* GIVEN INFORMATION:
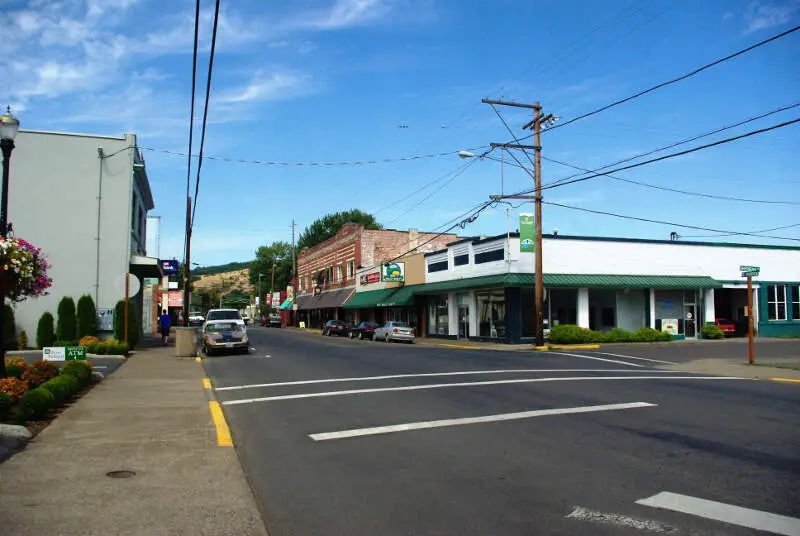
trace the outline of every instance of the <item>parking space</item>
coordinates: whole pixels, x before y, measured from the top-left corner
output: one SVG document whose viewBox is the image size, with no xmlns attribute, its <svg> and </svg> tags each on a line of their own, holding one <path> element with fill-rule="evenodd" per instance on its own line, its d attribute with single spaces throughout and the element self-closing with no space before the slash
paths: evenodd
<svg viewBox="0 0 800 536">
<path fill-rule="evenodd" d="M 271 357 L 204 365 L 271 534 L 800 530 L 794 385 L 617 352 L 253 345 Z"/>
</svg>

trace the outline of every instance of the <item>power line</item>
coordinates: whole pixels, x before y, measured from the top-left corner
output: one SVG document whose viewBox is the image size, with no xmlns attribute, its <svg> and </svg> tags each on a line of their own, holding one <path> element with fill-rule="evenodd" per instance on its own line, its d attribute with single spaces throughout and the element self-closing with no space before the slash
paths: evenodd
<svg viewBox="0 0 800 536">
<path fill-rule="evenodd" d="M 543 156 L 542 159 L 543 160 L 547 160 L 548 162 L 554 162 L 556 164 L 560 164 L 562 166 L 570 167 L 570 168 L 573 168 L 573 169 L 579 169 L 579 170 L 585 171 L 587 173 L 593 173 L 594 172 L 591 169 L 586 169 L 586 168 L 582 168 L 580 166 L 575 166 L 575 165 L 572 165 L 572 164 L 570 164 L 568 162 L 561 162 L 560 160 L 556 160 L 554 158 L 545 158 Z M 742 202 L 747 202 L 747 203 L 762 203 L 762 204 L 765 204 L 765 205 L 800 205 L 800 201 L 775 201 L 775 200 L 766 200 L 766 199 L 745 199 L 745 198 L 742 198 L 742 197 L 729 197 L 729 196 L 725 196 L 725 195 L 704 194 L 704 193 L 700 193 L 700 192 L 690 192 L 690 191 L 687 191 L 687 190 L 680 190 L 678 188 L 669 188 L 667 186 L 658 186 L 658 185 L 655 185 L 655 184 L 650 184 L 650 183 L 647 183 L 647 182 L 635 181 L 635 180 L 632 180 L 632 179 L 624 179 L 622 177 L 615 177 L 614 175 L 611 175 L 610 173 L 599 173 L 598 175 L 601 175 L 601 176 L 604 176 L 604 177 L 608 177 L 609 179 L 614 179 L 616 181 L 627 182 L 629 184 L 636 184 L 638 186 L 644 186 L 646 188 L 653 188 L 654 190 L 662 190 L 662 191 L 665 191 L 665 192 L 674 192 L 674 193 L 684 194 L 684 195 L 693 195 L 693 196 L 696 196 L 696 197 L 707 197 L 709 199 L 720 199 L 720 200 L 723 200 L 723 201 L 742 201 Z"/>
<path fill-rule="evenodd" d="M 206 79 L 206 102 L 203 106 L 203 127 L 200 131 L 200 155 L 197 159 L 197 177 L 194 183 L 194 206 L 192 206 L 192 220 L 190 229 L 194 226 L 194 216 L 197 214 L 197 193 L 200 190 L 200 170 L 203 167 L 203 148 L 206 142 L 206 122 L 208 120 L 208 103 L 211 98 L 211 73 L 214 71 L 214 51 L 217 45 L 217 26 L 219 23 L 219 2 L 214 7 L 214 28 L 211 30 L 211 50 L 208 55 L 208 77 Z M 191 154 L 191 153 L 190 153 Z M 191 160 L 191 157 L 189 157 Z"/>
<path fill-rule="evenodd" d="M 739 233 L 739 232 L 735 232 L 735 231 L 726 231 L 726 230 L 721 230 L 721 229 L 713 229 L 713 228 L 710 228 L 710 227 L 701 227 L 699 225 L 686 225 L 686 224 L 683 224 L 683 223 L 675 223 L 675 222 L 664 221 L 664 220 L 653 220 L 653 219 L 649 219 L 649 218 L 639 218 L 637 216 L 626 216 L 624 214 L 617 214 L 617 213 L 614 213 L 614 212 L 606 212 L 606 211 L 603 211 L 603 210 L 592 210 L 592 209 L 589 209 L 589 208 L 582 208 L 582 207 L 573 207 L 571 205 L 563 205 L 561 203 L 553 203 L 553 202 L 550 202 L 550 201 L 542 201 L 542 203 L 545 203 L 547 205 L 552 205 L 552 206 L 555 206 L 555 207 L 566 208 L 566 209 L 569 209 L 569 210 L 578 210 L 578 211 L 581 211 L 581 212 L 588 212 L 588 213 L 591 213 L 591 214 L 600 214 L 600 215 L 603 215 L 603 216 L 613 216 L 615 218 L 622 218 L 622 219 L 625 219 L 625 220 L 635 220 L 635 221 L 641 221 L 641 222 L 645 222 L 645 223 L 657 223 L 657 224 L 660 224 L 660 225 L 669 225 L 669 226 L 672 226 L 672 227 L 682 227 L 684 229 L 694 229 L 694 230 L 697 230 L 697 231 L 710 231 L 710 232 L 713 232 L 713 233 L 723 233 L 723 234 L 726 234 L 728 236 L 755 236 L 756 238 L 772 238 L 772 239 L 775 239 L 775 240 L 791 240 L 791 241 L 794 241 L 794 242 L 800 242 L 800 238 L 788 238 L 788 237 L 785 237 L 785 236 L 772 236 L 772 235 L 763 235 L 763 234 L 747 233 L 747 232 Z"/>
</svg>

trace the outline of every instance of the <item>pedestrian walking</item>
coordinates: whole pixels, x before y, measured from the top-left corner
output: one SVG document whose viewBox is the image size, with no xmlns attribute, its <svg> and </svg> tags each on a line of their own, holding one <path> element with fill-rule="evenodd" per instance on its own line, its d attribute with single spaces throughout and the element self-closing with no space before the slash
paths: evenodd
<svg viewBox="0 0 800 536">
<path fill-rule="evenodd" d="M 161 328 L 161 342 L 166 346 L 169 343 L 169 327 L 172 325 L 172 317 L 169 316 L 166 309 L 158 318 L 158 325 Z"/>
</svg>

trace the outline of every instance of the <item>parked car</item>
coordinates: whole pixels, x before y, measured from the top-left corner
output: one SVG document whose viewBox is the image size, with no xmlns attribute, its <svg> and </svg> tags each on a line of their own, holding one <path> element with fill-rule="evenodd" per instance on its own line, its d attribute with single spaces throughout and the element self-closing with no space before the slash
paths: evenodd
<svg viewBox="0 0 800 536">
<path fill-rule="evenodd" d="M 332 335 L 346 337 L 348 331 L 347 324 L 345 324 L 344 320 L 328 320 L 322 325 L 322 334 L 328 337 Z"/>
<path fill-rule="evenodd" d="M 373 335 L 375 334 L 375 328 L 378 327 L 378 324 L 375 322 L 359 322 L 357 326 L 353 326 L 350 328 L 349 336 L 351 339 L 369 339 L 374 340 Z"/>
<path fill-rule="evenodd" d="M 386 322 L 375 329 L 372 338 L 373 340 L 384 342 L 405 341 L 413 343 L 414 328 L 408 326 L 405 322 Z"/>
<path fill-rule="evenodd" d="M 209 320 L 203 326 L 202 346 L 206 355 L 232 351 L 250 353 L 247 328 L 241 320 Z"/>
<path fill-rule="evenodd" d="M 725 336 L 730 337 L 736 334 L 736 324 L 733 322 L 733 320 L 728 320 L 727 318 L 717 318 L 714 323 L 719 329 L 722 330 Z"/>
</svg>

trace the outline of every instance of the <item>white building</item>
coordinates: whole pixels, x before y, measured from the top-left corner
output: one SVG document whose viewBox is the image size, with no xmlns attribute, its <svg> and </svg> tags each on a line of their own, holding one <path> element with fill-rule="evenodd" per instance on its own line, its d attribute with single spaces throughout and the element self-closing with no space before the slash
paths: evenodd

* * *

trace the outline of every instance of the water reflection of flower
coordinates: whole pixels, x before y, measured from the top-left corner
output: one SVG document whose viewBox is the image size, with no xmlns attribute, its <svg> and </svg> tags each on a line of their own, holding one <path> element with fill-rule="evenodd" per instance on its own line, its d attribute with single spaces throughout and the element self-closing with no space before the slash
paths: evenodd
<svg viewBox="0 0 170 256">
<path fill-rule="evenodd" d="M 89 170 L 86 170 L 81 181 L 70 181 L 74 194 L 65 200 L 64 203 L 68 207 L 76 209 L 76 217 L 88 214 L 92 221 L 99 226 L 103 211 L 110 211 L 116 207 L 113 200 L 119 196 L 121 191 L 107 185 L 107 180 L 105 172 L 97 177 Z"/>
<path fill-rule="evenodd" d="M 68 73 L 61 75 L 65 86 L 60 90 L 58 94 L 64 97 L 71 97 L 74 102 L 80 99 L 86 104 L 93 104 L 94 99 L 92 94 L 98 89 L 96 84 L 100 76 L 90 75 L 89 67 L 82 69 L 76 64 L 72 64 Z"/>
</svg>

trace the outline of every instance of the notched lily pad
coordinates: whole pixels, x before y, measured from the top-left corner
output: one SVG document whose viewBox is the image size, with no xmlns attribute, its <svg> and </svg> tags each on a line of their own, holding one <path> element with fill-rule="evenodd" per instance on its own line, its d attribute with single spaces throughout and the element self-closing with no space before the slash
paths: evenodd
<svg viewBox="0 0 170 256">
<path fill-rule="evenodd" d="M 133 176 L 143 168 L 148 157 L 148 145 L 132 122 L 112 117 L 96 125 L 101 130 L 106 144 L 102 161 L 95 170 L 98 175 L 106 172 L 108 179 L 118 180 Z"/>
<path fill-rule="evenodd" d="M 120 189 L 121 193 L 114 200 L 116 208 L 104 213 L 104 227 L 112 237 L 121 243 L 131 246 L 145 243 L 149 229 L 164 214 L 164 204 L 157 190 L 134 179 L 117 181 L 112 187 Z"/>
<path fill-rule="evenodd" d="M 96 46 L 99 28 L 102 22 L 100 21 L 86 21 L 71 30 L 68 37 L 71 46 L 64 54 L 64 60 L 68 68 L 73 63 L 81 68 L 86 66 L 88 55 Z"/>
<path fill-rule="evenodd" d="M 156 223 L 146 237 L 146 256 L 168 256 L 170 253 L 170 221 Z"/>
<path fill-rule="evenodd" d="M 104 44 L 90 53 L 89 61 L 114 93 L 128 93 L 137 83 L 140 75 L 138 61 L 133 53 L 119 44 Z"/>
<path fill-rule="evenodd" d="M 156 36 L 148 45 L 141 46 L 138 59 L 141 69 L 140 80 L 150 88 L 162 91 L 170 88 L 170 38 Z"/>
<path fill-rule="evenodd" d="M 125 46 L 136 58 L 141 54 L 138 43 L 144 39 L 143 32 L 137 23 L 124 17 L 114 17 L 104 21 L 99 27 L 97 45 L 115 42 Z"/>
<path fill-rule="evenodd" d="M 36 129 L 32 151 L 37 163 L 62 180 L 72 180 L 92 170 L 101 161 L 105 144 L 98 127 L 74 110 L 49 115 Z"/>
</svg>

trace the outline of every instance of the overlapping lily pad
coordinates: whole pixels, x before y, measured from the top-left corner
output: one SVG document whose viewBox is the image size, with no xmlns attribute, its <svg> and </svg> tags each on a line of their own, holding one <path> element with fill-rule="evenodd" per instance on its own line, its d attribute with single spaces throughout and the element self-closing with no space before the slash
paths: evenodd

* EXERCISE DESCRIPTION: Reproduce the material from the line with "trace the outline of every instance of the <item>parked" to the line with "373 335 L 375", substituting "upper-left corner" for "top-left corner" and leaving all else as it is.

* RESPONSE:
trace the outline of every instance of the <item>parked car</item>
coordinates: whole pixels, x before y, measured from the upper-left corner
output: one SVG document whose viewBox is the image size, with no xmlns attribute, its <svg> and </svg> tags each on a line of their own, holding one <path> element with fill-rule="evenodd" per instance on its own line, its d attribute with single spaces throughout and the element self-closing with no space before the slash
paths: evenodd
<svg viewBox="0 0 800 536">
<path fill-rule="evenodd" d="M 332 335 L 346 337 L 348 331 L 347 324 L 345 324 L 344 320 L 328 320 L 322 325 L 322 334 L 328 337 Z"/>
<path fill-rule="evenodd" d="M 373 335 L 375 334 L 375 328 L 378 327 L 378 324 L 375 322 L 359 322 L 357 326 L 353 326 L 350 328 L 349 336 L 351 339 L 369 339 L 374 340 Z"/>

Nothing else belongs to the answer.